ACTIVITY >> Copy every entry below verbatim, except for images.

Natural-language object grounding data
====

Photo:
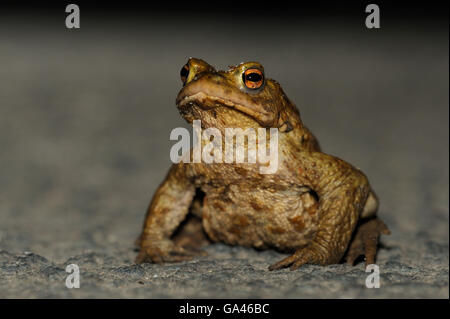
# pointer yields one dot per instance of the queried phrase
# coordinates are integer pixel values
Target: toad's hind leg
(191, 235)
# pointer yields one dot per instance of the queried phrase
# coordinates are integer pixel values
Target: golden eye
(184, 73)
(253, 78)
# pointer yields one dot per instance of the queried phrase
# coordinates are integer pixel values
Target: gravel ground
(85, 118)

====

ANSWER >>
Photo:
# pointer yields one dot per instance of the queried phrase
# coordinates are integer pixel values
Target: toad's hind leg
(191, 235)
# pointer yields one dot per instance of the queried phrase
# coordinates are integer pixel values
Target: golden eye
(184, 73)
(253, 78)
# pointer yields one dot per instance of the queried phrase
# coordinates are integer pixel values
Target: gravel ground
(85, 118)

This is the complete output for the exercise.